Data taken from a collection
────────────────────

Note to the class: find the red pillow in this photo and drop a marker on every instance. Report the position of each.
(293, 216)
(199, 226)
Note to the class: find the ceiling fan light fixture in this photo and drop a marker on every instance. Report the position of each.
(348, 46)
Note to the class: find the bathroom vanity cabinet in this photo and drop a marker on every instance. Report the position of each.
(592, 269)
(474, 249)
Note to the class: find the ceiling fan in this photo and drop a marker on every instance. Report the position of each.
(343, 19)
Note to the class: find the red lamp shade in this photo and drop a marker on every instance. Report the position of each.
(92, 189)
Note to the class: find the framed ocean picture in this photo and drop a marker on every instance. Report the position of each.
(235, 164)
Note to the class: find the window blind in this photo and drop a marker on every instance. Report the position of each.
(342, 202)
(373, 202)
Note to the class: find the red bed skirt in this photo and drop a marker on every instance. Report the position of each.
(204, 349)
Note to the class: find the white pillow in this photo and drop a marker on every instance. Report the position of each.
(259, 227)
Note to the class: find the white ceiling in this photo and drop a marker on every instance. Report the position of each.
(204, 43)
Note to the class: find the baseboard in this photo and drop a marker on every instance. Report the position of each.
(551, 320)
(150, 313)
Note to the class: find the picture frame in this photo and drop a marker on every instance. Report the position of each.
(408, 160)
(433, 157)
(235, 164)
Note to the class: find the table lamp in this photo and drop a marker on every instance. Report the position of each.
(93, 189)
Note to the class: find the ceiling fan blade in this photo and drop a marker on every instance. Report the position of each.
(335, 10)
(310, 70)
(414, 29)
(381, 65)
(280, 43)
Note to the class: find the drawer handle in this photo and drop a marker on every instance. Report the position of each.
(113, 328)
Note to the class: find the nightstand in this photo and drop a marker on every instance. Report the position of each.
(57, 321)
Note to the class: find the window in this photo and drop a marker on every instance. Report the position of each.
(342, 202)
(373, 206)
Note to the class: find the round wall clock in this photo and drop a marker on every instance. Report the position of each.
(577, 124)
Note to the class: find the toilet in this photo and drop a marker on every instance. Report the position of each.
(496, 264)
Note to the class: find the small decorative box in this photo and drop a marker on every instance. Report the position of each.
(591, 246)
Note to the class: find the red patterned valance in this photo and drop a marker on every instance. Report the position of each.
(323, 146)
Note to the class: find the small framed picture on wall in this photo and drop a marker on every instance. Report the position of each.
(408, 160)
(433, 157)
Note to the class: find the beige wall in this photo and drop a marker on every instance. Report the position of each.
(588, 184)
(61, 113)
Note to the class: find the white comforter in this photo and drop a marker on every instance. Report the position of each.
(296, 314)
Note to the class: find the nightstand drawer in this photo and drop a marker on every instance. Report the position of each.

────────────────────

## WORK TO BE COMPLETED:
Give every line of the records above as a numbered list, leaving out any blank lines.

## TASK OUTPUT:
1. Note to the class: find the red pillow in this photo and drop a marker on every instance. Report the position of each.
2. (293, 216)
3. (199, 226)
4. Note to the class: find the ceiling fan light fixture in this photo and drop a marker on every instance. Report the position of each.
5. (348, 46)
6. Note to the class: find the bathroom vanity cabinet in this photo and drop a marker on every instance. Report the position of each.
7. (592, 269)
8. (474, 249)
9. Note to the class: find the ceiling fan in this photo and drop a marker on every instance. Report the position of each.
10. (343, 19)
11. Note to the class: find the red lamp shade in this photo and drop a marker on every instance. Report the position of each.
12. (92, 189)
13. Note to the class: find the framed ocean picture in this photo and drop a marker on every instance. Report the position of each.
14. (235, 164)
15. Note to the class: find the window blind in this photo and drop a marker on every instance. Report the position of each.
16. (342, 202)
17. (373, 202)
18. Note to the class: find the red bed skirt in this photo and drop a marker on every instance. Report the position of each.
19. (204, 349)
20. Note to the class: find the white pillow in this photo and drop a marker on every instance. Report the position of each.
21. (259, 227)
22. Note to the class: find the white ceiling in this photo and drop a marker on every instance. Report the position of each.
23. (204, 43)
24. Note to the class: find the baseboard in this photo and drop a marker on every instance. Report the position of each.
25. (551, 320)
26. (150, 313)
27. Note to the class: find the picture frame in this photo and drop a marker on every instance. Report the position of each.
28. (408, 160)
29. (433, 157)
30. (235, 164)
31. Note to the class: find the table lamp in this photo and drop a marker on every instance. Report the position of each.
32. (93, 189)
33. Note to the class: find the ceiling fan blade in this photo and drop a marker on every instance. Report the position of each.
34. (335, 10)
35. (310, 70)
36. (414, 29)
37. (381, 65)
38. (280, 43)
39. Note to the class: find the drawer handle in this photo and drop a marker on every instance. Report the position of each.
40. (113, 328)
41. Note to the class: find the nightstand in this photo and drop a marker on every instance. Report the position of each.
42. (57, 321)
43. Note to the class: find the window in this photo and drop a marker on every instance. Report the position of each.
44. (342, 202)
45. (373, 206)
46. Note to the class: find the round wall clock in this photo and drop a marker on every instance. Report the position of each.
47. (577, 124)
48. Note to the class: find the toilet in this photo and drop a marker on every instance. Report the position of each.
49. (496, 264)
50. Note to the class: find the small decorative box in this photo and drop a marker on every instance. Report the position of each.
51. (591, 246)
52. Note to the class: find the red patterned valance in this photo and drop a marker on every instance. Report the position of each.
53. (323, 146)
54. Note to the class: find the small framed picture on wall in this photo and drop a marker on every instance. Report the position of each.
55. (408, 160)
56. (433, 157)
57. Note to the class: find the beige wall in this photo and drop a marker on every instance. Report the position of each.
58. (588, 184)
59. (61, 113)
60. Note to the class: find the white comforter in this photo and drop a marker on every instance. Report the position of each.
61. (296, 314)
62. Note to the class: find the nightstand drawer in this photo and drop a marker on every instance. Report the position of each.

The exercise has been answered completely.